* [Текст для чтения]:
====
Все у них было по-настоящему, даже печать с девизом «Вольность и смерть Тирану». Вот отрывок из протокола допроса одного из братьев: «…любовь к независимости и отвращение к монархическому правлению возбудились в нем наиболее от чтения творений Пушкина и Рылеева. Следствием сего было, что погибель преступников 14 декабря родила в нем негодование».
Собрав тайное общество с целью достижения в России свободы, собирались они вербовать себе единомышленников среди студенчества (шестеро главных зачинщиков, кроме одного, уже закончили или кончали высшее образование). Думали они о цареубийстве (тот, кто вытащил бы этот жребий, должен был потом покончить с собой, чтобы даже ненароком не выдать товарищей), но отложили это на десять лет, решив посмотреть, что выйдет из пропаганды и прокламаций. Когда тайное общество их размножилось бы достаточно, собирались они выбрать кого-нибудь в председатели. Большинству очень хотелось пригласить на эту должность Александра Пушкина, и только один решительно воспротивился: «Пушкин ныне предался большому свету и думает более о модах и остреньких стишках, нежели о благе отечества». Это убедило остальных. Никаких прокламаций они изготовить не успели.
====
* [Исходные данные]:
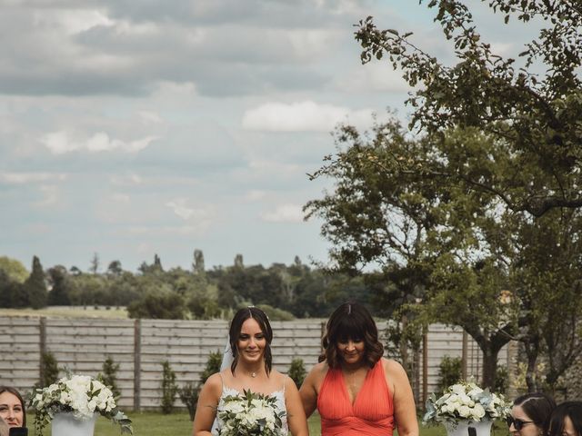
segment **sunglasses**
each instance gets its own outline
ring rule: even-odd
[[[524,428],[526,424],[533,424],[533,421],[524,421],[514,418],[513,416],[508,416],[506,418],[506,422],[507,422],[507,427],[511,427],[511,424],[516,428],[517,431]]]

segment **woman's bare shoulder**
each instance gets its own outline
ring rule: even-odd
[[[382,366],[384,371],[388,375],[400,375],[405,372],[404,368],[400,363],[392,359],[382,358]]]

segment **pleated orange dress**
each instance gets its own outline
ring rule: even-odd
[[[392,436],[394,404],[380,359],[350,402],[341,369],[330,368],[317,395],[322,436]]]

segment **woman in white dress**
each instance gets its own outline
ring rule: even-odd
[[[273,331],[268,318],[256,307],[239,310],[230,322],[232,363],[208,378],[202,387],[194,418],[194,436],[220,434],[216,410],[227,395],[243,390],[272,395],[278,411],[285,411],[282,434],[307,436],[307,422],[293,380],[272,368]]]

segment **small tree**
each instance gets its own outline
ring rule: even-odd
[[[117,371],[119,363],[115,363],[111,356],[107,356],[103,362],[103,372],[99,374],[99,380],[111,389],[113,396],[117,400],[121,396],[121,391],[117,388]]]
[[[40,356],[40,382],[38,386],[45,388],[58,380],[58,362],[51,352],[43,352]]]
[[[303,384],[303,381],[306,378],[306,367],[303,364],[303,359],[293,359],[291,361],[291,366],[287,375],[295,382],[295,384],[299,388]]]
[[[38,257],[33,257],[33,270],[24,284],[28,302],[33,309],[46,307],[48,292],[45,282],[45,272]]]
[[[162,362],[162,411],[166,414],[174,411],[174,401],[178,391],[178,385],[176,384],[176,372],[172,370],[170,362]]]
[[[220,364],[222,363],[222,352],[216,350],[216,352],[210,352],[206,360],[206,366],[200,374],[200,385],[203,385],[212,374],[220,372]]]
[[[438,391],[443,392],[451,384],[463,378],[463,361],[460,357],[445,356],[438,365]]]
[[[196,406],[198,405],[198,395],[200,394],[200,386],[198,384],[188,382],[178,391],[180,401],[188,410],[190,421],[194,421],[194,415],[196,413]]]
[[[188,382],[178,391],[180,400],[188,410],[190,420],[194,421],[194,415],[196,414],[196,405],[198,403],[198,395],[200,394],[202,385],[206,382],[208,377],[220,371],[221,363],[222,353],[219,351],[210,352],[206,360],[206,366],[200,374],[200,382],[198,383]]]

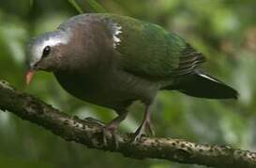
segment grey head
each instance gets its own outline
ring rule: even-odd
[[[68,44],[71,38],[70,31],[54,31],[45,33],[34,39],[28,44],[27,55],[29,60],[30,70],[51,71],[51,63],[46,62],[55,60],[61,47]]]
[[[81,73],[108,64],[111,59],[107,57],[113,49],[113,35],[103,22],[86,15],[79,18],[29,43],[27,83],[37,70]]]

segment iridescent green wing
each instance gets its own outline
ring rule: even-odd
[[[204,60],[181,37],[156,24],[118,15],[110,18],[121,67],[129,73],[152,77],[184,75]]]

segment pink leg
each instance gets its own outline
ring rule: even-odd
[[[107,146],[107,136],[111,135],[114,139],[116,147],[118,147],[116,130],[120,123],[126,119],[128,111],[121,113],[103,128],[103,143],[105,146]]]
[[[141,126],[136,130],[134,133],[134,142],[136,142],[143,133],[145,129],[147,129],[151,135],[154,135],[154,131],[152,129],[151,123],[150,123],[150,112],[151,112],[151,105],[147,105],[145,107],[144,117],[143,120],[141,124]]]

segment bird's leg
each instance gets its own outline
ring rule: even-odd
[[[150,112],[151,112],[151,105],[147,105],[145,107],[144,117],[142,124],[134,133],[134,142],[136,142],[143,134],[143,133],[147,129],[151,135],[154,135],[154,131],[152,129],[152,125],[150,123]]]
[[[119,113],[115,119],[113,119],[110,123],[106,124],[106,126],[103,128],[103,143],[105,146],[107,146],[107,136],[110,134],[114,139],[116,147],[118,147],[116,130],[120,123],[126,119],[128,111]]]

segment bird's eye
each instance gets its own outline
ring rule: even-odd
[[[42,53],[42,57],[47,57],[49,55],[51,51],[51,47],[50,46],[46,46],[43,49],[43,53]]]

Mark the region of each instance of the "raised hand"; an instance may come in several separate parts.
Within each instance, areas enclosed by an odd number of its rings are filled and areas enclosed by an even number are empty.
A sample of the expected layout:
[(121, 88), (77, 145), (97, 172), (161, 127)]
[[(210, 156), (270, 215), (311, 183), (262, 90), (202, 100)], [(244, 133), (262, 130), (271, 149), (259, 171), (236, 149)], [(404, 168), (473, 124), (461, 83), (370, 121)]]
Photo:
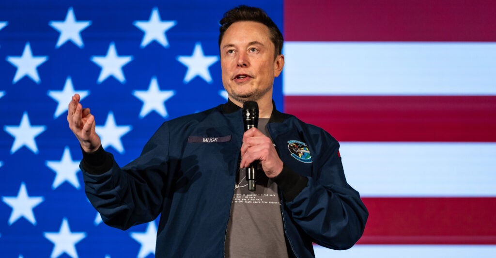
====
* [Рабочее задание]: Продолжите, пожалуйста, текст о тайном обществе, начиная сразу после его последнего предложения.

* [Решённая задача]:
Пленительной наивностью самоотвержения и безрассудства подкупает этот заговор мальчишек нас, читающих о нем в архивах, но волновал он и современников, узнававших все лишь по слухам и оглядчивым пересказам. Однако, очевидно, не всех, ибо сохранились записи подслушанных в те поры частных разговоров. Одно из донесений сообщает прелестный и решительный монолог: «Вот вам просвещение! Если б кончили воспитание Критскпх русскою грамотой да арифметикой, и пошли они по той же дороге, по которой шел отец их, кондитер, то этого бы им и в голову не пришло».
Приговор мальчишкам вынесен был, однако, всерьез. (На декабрь пришлось высочайшее утверждение, а это к милосердию, естественно, не располагало.) Двоих — в Швартгольмскую крепость, двоих — в Соловецкий монастырь, двоих — в крепость Шлиссельбург. И еще десяток — на службу в мелкие города под надзор. Хлопоты и просьбы родных оказались безуспешны. Младший из братьев Критских скоро умер в заточении от лихорадки. Пятерых заключенных спустя семь лет отправили рядовыми в арестантские роты.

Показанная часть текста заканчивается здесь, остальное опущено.